start Supplied material

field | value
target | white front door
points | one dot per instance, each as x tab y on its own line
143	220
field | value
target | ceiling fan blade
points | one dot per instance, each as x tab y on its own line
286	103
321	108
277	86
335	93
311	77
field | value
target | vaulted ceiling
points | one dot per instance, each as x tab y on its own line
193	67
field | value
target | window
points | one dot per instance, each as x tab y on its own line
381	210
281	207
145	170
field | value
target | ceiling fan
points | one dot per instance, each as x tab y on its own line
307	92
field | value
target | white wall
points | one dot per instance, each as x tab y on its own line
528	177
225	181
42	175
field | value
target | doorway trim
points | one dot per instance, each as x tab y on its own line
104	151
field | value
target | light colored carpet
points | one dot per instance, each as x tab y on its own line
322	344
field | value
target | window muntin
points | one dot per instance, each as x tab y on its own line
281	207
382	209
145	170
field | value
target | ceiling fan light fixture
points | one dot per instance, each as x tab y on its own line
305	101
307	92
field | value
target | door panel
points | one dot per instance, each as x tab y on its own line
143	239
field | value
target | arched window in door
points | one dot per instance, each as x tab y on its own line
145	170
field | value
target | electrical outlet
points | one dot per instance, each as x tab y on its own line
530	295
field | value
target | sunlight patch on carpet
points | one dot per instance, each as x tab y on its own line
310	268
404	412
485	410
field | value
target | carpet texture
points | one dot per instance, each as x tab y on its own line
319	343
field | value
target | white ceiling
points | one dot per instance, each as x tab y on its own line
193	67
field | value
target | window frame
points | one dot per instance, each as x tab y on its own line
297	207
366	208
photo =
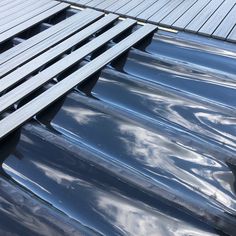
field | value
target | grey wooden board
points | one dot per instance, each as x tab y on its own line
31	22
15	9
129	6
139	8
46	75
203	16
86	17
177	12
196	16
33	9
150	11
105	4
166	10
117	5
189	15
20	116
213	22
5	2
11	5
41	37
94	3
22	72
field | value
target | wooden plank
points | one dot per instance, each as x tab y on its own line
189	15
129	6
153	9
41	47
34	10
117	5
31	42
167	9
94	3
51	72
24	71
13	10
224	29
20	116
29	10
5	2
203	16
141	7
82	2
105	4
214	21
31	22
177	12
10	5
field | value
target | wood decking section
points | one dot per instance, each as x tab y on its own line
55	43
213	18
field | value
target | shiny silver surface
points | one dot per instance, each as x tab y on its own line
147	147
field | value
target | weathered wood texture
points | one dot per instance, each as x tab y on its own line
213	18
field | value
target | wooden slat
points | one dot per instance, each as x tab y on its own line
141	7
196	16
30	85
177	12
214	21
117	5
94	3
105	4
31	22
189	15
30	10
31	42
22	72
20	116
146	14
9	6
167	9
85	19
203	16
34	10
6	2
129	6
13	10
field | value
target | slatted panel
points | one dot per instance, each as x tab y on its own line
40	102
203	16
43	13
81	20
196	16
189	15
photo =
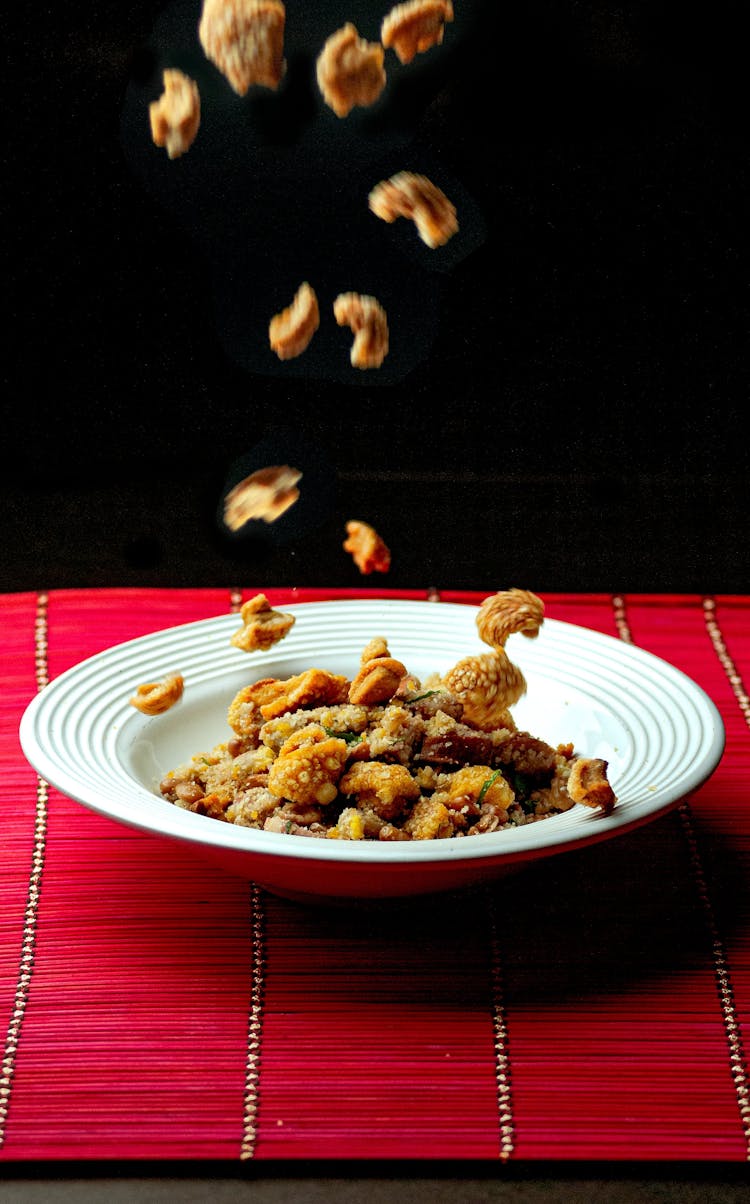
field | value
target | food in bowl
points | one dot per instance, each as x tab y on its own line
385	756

end Supplied material
start Supplied material

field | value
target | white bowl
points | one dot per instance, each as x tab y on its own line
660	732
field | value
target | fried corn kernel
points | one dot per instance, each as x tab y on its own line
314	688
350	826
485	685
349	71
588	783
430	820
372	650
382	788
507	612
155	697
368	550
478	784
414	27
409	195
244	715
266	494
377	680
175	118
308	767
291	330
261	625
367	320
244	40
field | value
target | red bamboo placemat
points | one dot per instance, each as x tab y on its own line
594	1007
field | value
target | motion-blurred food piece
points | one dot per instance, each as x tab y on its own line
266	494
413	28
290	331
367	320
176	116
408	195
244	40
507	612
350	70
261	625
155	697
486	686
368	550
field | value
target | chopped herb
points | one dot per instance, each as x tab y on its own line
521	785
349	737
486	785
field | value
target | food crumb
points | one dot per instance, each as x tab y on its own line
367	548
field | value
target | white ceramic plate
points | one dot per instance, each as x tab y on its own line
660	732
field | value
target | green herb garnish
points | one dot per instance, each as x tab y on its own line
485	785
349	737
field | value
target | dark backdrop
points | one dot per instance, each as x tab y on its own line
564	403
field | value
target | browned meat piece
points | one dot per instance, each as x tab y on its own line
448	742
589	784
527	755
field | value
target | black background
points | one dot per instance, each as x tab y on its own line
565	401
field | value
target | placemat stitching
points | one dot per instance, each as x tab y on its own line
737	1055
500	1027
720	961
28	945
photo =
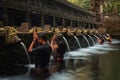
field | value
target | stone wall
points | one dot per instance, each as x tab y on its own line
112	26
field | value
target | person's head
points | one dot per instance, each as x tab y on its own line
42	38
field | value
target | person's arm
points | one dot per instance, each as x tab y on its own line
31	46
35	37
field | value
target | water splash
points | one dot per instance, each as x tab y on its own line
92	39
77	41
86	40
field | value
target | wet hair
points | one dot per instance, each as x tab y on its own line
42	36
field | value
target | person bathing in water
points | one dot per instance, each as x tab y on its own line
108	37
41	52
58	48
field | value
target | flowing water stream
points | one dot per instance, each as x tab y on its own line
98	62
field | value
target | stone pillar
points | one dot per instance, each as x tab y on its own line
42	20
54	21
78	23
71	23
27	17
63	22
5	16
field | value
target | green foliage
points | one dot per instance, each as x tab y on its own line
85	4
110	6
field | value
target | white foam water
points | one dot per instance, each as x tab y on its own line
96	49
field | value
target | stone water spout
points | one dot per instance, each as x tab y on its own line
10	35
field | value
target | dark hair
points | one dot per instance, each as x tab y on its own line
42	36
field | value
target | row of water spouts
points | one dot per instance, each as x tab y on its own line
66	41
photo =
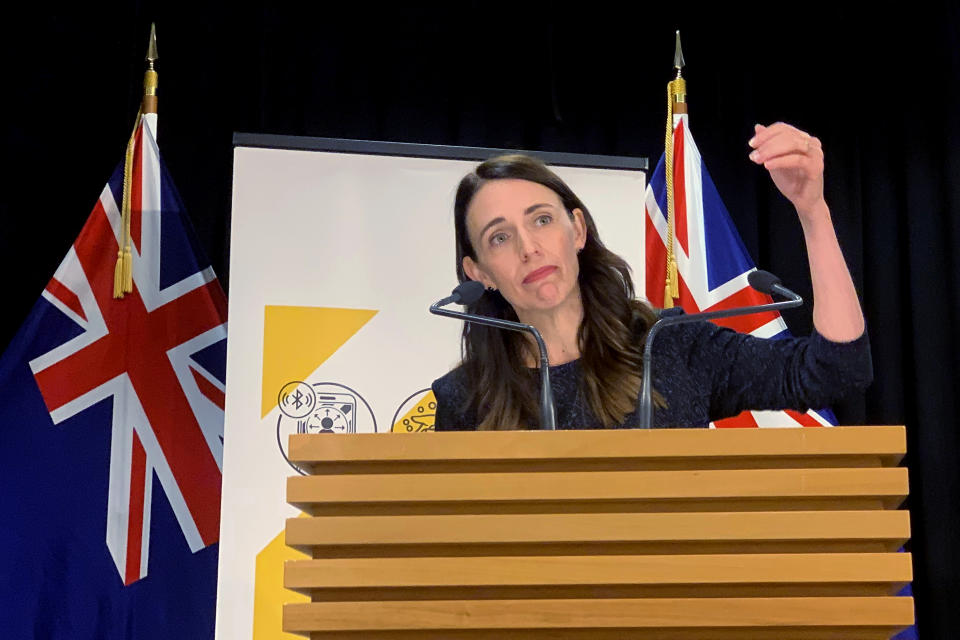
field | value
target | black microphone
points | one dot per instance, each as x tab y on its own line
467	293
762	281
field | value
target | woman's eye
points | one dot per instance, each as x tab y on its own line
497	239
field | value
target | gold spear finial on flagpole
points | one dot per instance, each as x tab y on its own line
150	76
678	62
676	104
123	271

end Supplied material
start Supplied material

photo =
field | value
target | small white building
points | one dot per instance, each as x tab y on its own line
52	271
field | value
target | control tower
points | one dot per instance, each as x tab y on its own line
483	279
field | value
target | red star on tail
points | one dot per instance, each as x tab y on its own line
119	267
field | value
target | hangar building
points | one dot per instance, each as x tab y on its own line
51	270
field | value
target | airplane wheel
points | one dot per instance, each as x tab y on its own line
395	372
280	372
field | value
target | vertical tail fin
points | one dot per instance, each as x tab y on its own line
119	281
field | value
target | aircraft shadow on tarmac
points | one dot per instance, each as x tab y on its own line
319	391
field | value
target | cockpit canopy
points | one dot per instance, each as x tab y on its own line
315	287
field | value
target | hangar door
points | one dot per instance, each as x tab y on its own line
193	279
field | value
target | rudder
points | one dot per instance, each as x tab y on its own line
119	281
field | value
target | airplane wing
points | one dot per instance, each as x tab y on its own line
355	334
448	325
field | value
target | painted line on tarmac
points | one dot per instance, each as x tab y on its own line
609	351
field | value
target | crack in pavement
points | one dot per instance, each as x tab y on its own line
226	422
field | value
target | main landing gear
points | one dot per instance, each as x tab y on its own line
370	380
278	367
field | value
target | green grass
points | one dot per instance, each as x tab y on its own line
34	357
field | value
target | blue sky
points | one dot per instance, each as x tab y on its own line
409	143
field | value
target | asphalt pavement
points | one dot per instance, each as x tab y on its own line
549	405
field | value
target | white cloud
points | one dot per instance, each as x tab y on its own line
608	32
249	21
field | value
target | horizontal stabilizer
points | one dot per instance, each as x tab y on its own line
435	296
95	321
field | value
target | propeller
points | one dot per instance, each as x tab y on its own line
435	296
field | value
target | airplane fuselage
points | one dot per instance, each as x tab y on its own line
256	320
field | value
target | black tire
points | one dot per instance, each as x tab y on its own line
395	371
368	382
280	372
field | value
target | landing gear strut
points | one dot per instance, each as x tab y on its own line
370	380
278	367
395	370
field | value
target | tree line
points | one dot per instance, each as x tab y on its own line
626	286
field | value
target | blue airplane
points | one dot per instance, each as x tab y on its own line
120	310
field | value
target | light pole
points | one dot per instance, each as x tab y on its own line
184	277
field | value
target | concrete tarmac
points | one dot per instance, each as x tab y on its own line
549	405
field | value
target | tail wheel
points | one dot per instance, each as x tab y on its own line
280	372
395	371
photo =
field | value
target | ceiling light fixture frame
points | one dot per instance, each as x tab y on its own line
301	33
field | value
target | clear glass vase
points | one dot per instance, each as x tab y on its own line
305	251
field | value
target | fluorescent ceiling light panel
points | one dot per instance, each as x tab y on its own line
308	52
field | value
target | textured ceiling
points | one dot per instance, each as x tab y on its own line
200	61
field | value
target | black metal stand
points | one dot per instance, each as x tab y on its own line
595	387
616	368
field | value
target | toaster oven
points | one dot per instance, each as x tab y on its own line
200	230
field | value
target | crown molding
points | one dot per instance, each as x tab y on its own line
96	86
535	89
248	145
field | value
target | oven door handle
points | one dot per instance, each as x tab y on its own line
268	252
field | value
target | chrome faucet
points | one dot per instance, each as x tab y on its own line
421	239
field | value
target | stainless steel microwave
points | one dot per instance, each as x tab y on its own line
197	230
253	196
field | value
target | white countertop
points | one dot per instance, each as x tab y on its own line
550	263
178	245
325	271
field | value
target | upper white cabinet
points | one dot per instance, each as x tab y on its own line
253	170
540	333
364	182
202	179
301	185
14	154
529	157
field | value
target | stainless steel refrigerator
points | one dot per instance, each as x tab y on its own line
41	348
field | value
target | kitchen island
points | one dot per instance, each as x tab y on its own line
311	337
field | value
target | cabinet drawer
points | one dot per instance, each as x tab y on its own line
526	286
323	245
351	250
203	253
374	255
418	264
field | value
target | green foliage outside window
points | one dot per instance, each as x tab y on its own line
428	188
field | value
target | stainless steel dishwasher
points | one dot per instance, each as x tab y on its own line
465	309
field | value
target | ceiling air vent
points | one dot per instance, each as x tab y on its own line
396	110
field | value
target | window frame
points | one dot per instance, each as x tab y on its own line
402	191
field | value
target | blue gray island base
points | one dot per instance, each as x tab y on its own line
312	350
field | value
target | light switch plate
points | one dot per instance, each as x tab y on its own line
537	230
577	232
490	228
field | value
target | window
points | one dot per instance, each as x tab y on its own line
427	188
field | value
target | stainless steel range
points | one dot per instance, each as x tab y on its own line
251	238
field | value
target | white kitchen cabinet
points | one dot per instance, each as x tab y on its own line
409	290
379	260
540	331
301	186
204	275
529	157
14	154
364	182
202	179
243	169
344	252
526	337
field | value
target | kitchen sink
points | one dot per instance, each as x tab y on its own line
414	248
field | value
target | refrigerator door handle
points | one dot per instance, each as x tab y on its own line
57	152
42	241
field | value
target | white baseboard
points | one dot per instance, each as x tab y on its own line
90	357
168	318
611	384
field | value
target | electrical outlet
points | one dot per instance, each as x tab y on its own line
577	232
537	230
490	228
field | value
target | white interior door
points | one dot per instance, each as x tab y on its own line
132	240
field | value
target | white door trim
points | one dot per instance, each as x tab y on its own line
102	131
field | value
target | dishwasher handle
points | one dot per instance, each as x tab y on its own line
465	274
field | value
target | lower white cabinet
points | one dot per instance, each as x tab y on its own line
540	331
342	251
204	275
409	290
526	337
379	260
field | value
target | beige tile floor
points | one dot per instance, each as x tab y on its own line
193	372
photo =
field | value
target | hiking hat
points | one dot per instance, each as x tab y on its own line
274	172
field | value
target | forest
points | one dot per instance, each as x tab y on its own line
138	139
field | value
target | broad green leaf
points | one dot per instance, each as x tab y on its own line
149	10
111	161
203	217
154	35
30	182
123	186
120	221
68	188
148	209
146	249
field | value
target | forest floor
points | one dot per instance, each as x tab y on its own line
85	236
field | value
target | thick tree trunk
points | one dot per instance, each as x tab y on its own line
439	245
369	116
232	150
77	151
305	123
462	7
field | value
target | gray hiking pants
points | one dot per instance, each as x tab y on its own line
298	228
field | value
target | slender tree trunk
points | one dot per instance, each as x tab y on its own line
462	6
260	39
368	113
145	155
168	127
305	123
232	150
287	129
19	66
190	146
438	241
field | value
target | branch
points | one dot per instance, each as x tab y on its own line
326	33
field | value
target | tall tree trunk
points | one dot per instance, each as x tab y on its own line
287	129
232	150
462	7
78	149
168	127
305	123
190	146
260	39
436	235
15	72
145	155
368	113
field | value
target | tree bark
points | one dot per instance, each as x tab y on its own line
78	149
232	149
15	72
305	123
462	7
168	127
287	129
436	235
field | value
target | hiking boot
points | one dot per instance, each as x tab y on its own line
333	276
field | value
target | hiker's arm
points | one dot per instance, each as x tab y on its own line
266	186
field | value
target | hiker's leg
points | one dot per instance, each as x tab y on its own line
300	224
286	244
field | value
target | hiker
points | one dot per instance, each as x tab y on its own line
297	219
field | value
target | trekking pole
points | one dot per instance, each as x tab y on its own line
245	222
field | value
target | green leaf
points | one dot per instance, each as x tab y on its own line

end Supplied material

Short problem:
Show every line of the listing above that contains the string "foliage", matching case exactly.

Result below:
target | green foliage
target | green foliage outside window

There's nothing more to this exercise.